|Major Groups > Boletes > Suillus > Suillus neoalbidipes|
by Michael Kuo
Suillus neoalbidipes gets the Most Annoying Suillus Award, in my humble opinion. Maybe my judgment is skewed by the fact that I've just finished rewriting this site's Key to Suillus, and was obligated to include the species six times in the key, because it can't make up its little Suillus mind on what it should look like. (I have an ex-girlfriend who had this problem, further impeding my objectivity.)
For example, take a look at the picture to the right and tell me whether the mushrooms, with white stuff hanging from the cap margins, have partial veils or not. Sure they do. But wait; here come the mycologists, who point out that the white roll of tissue doesn't ever touch the stem, even in the button stage. No, it's a "false veil," though you would never know it if you hadn't picked it when it was about the size of a mouse's nose.

◆ **LIST OF TASKS**
[a] Repeat the part of the Suillus neoalbidipes text starting at "For example, take" and ending at "a mouse's nose.".
[b] In the Suillus neoalbidipes text, how many times did the writer have to put the species into the Key to Suillus?
You won't need the items that come after the Suillus neoalbidipes text.

◆ **SOURCE DATA**
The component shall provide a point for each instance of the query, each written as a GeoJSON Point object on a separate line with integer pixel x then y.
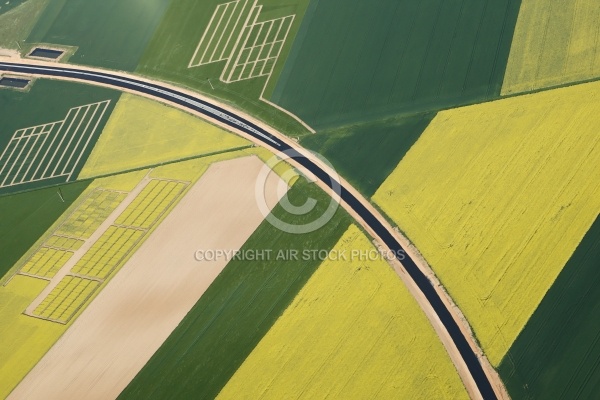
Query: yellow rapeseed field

--

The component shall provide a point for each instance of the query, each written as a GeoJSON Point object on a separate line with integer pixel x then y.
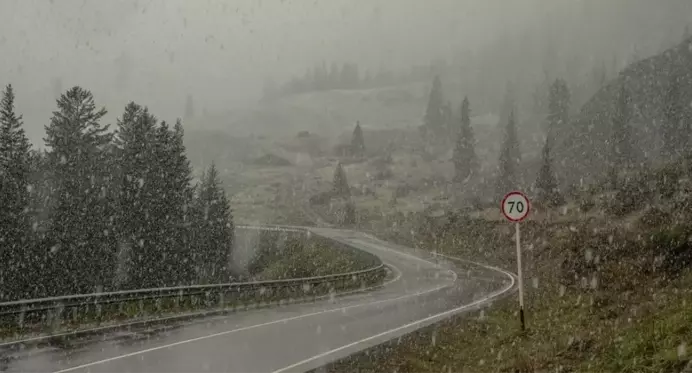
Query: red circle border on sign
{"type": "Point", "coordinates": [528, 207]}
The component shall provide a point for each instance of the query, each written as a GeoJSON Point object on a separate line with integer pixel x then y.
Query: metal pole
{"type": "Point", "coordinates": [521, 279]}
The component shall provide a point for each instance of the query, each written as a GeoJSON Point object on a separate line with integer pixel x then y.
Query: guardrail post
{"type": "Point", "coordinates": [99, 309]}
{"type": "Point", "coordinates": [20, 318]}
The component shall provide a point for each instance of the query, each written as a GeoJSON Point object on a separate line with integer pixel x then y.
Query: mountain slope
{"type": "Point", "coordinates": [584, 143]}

---

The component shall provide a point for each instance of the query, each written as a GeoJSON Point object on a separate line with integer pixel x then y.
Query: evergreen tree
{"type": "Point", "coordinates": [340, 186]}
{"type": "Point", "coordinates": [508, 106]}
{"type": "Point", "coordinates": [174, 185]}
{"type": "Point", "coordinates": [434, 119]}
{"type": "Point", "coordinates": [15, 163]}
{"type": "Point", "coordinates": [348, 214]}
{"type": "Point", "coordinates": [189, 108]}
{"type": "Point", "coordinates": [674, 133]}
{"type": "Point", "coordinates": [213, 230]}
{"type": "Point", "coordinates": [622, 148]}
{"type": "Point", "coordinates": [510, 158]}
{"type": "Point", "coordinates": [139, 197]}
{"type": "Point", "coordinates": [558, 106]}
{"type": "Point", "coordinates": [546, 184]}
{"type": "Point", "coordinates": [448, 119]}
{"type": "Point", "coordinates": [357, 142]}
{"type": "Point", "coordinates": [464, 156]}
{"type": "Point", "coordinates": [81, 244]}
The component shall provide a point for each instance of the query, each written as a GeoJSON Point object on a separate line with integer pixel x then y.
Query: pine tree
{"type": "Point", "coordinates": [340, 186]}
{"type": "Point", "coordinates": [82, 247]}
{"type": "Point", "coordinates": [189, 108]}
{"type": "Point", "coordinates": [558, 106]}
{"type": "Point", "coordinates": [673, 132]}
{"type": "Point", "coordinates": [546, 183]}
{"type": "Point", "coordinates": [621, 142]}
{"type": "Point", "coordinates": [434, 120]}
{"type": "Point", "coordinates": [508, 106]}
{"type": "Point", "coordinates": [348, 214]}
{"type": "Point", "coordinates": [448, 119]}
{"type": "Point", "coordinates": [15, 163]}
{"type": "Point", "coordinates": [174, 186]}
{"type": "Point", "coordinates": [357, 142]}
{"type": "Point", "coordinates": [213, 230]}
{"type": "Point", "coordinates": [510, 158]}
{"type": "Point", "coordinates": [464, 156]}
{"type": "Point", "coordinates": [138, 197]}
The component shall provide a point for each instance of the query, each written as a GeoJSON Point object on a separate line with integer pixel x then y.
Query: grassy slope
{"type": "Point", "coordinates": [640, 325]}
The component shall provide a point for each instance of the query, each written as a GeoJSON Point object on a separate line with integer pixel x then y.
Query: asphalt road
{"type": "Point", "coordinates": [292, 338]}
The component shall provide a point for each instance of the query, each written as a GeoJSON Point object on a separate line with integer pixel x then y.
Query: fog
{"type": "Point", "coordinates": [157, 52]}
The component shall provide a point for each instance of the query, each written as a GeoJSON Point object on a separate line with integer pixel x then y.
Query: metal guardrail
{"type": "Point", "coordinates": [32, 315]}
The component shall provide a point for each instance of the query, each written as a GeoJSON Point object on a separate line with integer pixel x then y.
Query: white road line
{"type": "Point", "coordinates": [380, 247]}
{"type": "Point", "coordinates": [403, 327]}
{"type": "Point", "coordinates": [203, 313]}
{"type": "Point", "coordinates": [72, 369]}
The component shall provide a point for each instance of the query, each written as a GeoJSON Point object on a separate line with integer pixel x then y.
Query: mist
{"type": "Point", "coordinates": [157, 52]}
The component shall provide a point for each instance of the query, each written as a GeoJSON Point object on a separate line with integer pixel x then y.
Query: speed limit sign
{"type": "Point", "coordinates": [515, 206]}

◆ **ANSWERS TO THIS EXERCISE**
[a]
For example, take a look at the picture to the right and tell me whether the mushrooms, with white stuff hanging from the cap margins, have partial veils or not. Sure they do. But wait; here come the mycologists, who point out that the white roll of tissue doesn't ever touch the stem, even in the button stage. No, it's a "false veil," though you would never know it if you hadn't picked it when it was about the size of a mouse's nose.

[b] Six times.